* _Problem statement_: Pull from the listing below each line containing the string "dark", matching letter case exactly.

* _Material for this exercise_:
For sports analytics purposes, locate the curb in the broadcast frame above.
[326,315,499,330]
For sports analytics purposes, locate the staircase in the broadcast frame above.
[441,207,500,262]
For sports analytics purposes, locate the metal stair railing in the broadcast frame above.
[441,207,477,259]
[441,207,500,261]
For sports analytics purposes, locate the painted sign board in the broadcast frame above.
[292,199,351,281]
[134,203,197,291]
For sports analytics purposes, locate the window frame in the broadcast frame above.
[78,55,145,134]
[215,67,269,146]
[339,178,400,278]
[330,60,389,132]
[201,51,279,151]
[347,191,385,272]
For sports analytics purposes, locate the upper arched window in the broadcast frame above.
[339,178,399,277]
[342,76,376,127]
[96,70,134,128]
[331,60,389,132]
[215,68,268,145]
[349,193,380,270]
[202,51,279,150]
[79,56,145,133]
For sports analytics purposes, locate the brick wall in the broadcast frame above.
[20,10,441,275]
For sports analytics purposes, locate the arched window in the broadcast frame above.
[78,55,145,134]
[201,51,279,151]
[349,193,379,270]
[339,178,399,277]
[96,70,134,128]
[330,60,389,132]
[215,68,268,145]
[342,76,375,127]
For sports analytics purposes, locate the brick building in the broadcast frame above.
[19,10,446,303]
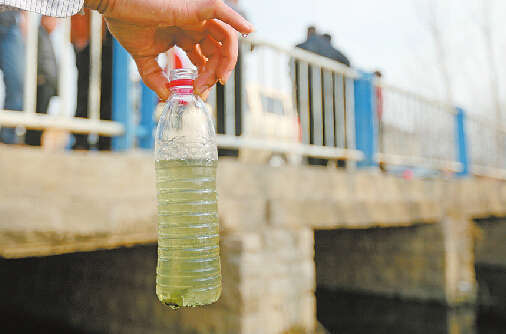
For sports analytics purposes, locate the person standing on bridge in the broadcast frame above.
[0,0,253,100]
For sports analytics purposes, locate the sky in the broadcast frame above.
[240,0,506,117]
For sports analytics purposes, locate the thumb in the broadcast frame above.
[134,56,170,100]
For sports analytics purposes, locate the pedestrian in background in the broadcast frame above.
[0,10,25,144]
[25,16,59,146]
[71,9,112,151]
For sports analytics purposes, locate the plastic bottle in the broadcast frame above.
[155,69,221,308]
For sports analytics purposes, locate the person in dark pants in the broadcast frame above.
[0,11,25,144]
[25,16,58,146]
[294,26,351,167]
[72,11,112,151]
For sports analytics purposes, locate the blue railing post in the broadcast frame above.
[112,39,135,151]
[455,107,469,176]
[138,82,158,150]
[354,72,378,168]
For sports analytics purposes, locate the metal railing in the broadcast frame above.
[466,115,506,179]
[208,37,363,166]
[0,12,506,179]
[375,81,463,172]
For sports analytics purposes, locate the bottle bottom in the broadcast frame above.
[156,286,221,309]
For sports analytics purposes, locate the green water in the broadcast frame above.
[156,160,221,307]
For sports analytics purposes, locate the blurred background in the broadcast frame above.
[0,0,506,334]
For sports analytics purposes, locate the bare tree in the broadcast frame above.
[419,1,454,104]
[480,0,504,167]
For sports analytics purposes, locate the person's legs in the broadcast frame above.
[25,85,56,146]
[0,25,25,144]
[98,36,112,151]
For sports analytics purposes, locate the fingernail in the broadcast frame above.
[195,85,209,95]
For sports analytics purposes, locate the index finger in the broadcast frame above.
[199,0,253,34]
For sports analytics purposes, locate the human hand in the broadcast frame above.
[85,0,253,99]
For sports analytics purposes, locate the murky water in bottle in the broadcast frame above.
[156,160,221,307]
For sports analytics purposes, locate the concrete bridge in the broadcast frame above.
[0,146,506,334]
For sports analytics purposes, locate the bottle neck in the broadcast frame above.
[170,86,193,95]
---
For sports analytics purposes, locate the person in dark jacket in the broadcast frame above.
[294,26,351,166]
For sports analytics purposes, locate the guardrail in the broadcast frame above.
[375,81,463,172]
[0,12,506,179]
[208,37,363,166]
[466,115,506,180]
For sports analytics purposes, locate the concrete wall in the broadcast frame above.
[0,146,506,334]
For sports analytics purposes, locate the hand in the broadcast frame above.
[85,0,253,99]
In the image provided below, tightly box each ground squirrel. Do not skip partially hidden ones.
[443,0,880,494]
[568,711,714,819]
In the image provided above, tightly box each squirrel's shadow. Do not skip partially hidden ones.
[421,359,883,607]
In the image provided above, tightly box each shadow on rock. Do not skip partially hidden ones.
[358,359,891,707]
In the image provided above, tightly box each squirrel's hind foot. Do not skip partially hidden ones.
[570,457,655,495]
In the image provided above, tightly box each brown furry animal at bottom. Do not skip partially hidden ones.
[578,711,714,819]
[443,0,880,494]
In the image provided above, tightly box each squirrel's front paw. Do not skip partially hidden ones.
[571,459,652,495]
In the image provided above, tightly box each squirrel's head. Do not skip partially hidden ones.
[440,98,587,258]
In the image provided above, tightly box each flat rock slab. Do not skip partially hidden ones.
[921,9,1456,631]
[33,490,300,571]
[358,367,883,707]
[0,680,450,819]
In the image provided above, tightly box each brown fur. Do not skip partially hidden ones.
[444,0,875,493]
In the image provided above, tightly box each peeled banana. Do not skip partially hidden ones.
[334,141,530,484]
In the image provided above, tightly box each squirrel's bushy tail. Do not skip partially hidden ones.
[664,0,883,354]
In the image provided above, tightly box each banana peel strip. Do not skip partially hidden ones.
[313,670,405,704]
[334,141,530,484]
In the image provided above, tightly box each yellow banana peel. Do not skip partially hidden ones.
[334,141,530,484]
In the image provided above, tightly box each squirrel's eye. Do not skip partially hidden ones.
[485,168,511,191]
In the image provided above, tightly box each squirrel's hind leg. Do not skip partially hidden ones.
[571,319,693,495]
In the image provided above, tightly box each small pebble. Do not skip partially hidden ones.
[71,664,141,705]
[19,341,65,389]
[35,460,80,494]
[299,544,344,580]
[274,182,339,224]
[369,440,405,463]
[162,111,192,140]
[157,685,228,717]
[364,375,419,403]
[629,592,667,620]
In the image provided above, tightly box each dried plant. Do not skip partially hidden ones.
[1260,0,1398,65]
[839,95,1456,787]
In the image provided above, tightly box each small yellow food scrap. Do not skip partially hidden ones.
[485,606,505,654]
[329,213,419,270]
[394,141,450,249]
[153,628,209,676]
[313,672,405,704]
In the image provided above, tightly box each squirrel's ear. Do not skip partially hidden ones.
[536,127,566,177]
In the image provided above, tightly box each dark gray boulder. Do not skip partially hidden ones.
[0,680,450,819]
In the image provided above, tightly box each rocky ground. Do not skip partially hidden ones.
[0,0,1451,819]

* _Exercise solution_:
For sports analytics purposes, locate the person in dark pants in the broadcast frame above.
For sports analytics purposes, locate the person in dark jacket in the broadcast frame above.
In the image provided above, tightly box each dark gray boulder. Do not skip partially hidden ones.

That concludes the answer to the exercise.